(Dataset entries)

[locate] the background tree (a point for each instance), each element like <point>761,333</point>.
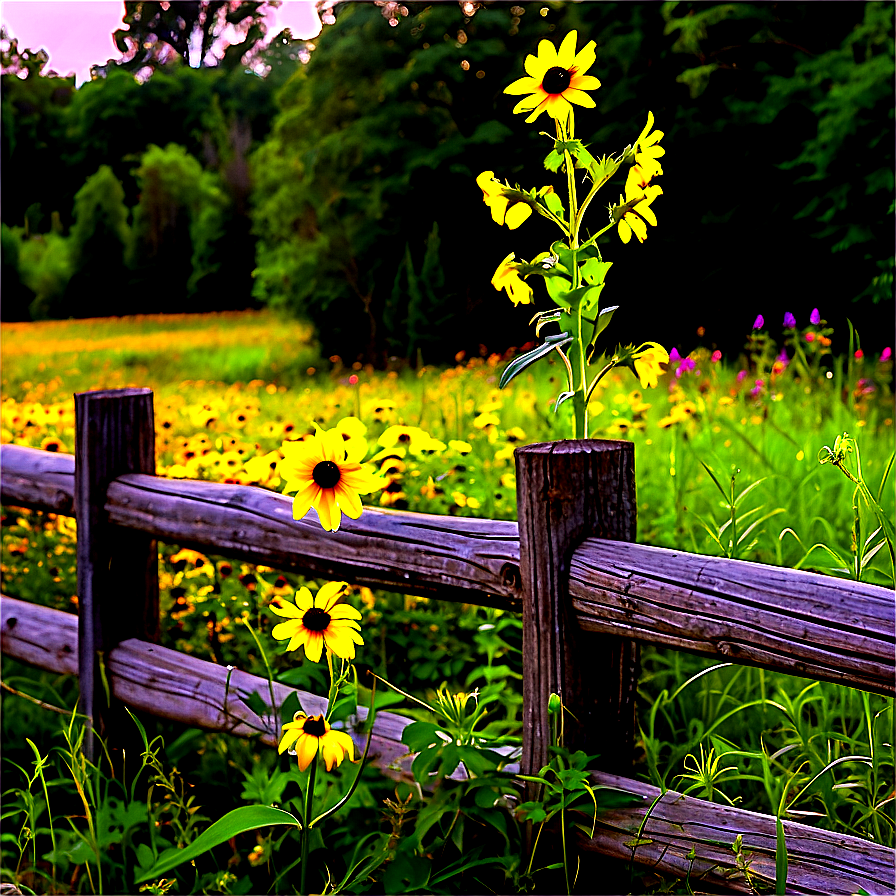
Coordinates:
<point>16,295</point>
<point>99,243</point>
<point>195,32</point>
<point>381,135</point>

■ **YOUR TASK**
Now write out the data word for word, skipping every picture in it.

■ **EXERCISE ANSWER**
[locate] the background tree (a point for each instance), each element like <point>761,333</point>.
Coordinates:
<point>16,295</point>
<point>99,243</point>
<point>195,32</point>
<point>381,135</point>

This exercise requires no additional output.